# [Brief]
Which lines below contain "jeans"? Copy every one of them.

Stored records:
-*-*-

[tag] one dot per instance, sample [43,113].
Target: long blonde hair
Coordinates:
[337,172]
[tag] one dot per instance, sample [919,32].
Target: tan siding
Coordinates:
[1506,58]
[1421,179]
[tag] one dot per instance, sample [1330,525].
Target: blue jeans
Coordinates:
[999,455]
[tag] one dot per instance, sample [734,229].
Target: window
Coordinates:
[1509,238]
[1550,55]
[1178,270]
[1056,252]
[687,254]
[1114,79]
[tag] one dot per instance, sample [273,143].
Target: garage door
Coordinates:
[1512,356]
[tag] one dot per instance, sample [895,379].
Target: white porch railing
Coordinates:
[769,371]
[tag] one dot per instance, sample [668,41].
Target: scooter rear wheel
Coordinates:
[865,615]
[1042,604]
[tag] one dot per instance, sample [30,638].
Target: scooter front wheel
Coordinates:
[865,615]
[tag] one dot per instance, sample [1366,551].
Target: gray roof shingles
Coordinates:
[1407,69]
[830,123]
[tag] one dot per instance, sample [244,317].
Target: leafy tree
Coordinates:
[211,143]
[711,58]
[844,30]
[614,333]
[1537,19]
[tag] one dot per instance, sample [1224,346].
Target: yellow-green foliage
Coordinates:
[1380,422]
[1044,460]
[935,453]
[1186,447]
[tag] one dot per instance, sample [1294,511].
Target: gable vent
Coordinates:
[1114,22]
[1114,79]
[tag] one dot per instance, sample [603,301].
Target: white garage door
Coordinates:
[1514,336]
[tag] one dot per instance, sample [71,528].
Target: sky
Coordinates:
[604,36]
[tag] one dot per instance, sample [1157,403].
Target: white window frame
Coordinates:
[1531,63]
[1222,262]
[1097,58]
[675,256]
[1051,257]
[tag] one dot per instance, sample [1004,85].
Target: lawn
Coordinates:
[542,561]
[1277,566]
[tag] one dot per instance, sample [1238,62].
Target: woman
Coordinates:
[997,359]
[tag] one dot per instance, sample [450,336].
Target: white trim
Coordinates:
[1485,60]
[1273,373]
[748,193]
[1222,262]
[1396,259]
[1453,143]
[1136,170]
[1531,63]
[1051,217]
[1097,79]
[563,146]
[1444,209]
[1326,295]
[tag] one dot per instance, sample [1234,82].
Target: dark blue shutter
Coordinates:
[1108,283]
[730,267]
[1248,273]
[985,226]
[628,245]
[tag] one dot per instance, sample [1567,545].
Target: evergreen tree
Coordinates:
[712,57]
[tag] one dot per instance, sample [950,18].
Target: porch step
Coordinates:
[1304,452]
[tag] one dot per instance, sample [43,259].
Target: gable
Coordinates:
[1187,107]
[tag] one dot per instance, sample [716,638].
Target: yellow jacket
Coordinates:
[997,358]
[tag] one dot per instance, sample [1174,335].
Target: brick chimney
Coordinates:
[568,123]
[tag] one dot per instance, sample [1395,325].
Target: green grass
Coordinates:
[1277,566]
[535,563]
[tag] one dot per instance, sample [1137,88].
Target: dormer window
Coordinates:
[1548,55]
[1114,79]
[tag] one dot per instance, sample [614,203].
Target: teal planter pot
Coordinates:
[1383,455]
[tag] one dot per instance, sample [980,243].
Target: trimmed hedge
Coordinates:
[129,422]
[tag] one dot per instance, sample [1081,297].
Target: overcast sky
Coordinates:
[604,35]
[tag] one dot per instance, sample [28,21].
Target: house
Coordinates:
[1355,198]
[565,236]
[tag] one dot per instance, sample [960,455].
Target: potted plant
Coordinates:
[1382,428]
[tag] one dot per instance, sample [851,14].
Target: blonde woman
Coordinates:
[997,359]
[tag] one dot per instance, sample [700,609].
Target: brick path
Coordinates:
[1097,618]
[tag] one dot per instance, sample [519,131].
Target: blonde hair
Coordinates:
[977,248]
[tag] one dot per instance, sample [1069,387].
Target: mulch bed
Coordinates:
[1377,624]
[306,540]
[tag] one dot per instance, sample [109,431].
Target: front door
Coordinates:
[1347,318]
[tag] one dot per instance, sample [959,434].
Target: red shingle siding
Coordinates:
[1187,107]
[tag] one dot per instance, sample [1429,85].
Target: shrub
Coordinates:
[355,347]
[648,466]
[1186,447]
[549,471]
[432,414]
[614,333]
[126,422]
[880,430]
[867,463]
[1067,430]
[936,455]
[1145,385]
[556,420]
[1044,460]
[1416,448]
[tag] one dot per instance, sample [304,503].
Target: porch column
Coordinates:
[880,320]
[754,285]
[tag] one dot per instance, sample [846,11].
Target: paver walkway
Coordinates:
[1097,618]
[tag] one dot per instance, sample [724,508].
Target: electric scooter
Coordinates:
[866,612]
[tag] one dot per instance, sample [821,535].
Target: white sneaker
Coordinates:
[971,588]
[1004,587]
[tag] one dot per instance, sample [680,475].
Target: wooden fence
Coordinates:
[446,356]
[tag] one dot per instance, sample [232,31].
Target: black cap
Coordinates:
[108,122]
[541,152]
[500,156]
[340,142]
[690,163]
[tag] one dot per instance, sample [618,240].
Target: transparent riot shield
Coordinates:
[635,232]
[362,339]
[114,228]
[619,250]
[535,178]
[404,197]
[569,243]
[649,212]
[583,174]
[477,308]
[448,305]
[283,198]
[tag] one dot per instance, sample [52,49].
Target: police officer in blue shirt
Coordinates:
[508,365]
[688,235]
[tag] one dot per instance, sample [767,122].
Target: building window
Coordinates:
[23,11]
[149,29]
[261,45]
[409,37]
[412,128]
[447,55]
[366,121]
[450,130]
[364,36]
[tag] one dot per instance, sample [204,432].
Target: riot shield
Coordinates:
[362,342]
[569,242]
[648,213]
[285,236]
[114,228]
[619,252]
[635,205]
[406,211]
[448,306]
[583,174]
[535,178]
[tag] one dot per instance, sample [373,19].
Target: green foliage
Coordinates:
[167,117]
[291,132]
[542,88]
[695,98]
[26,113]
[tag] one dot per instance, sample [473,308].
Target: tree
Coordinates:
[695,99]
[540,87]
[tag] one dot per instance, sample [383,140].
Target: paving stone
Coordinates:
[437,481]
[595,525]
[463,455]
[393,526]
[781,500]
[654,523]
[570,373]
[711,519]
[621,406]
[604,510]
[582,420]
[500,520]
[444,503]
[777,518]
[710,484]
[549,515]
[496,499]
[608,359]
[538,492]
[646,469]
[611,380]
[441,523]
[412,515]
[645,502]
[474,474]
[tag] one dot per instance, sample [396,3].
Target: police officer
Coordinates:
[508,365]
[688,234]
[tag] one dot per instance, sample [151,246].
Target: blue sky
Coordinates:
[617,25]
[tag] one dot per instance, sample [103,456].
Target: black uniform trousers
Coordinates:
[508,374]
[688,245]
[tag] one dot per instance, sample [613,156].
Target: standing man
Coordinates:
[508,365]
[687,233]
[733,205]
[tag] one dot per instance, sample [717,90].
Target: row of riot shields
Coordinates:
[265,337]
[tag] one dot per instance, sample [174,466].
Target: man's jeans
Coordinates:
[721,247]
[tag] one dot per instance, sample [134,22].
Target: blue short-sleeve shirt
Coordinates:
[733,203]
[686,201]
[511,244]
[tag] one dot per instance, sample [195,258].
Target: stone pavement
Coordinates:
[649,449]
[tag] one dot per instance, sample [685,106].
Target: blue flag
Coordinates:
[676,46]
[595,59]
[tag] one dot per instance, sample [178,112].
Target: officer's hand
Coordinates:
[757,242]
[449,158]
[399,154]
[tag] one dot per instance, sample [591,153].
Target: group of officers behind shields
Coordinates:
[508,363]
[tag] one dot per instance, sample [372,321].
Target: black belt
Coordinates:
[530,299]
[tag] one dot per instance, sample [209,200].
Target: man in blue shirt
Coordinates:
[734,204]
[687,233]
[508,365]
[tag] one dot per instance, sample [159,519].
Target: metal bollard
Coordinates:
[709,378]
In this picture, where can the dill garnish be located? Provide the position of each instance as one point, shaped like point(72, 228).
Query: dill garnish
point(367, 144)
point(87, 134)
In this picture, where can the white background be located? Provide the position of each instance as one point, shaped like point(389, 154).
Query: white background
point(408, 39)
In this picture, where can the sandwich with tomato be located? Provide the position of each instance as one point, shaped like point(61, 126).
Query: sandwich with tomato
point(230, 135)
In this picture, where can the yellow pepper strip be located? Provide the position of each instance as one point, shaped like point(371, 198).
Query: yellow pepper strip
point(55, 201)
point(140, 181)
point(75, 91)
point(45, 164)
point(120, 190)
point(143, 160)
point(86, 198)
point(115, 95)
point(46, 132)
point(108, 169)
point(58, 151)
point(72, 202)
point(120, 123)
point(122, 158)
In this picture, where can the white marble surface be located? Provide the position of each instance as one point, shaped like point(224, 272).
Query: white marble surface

-*-*-

# [Expected output]
Target: blue jeans
Target: man's jeans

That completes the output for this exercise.